[start]

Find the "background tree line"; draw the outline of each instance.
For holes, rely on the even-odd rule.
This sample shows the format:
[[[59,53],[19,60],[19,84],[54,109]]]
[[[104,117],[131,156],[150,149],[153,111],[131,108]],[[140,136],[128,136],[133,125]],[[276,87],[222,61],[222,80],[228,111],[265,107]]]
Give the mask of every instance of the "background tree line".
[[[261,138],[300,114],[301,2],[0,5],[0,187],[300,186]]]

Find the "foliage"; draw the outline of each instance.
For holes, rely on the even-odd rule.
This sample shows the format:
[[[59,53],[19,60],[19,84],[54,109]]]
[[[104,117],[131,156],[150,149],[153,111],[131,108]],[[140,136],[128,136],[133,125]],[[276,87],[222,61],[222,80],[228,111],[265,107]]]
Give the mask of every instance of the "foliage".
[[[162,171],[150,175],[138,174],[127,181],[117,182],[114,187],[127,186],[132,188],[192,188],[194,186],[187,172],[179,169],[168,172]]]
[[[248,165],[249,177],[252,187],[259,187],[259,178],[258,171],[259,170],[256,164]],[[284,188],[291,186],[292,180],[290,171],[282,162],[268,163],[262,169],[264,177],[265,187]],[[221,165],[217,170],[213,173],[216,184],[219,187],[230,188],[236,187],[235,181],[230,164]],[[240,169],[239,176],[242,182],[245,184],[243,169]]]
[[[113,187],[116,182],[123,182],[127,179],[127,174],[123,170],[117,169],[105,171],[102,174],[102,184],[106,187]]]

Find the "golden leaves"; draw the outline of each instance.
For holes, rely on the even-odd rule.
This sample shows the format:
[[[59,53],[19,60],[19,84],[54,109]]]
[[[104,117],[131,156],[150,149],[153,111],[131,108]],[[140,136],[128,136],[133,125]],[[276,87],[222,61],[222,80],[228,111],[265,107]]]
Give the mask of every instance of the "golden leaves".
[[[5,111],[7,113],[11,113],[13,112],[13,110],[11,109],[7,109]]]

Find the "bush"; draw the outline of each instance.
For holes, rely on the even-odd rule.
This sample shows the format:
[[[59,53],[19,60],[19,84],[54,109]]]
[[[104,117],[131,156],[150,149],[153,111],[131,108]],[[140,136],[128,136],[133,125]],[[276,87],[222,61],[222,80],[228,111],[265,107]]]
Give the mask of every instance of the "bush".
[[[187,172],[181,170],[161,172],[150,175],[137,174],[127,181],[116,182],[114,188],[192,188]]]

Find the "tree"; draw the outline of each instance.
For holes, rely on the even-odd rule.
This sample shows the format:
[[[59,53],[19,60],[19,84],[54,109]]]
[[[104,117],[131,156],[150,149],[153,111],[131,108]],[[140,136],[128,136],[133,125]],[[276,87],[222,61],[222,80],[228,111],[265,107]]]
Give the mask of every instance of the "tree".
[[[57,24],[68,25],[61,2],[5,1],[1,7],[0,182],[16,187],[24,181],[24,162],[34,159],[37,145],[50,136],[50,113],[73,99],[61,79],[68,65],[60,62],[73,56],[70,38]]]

[end]

Count how many lines in the items above contain the string "each", treating uppercase and lowercase as different, and reply with only that number.

EXPECTED ANSWER
5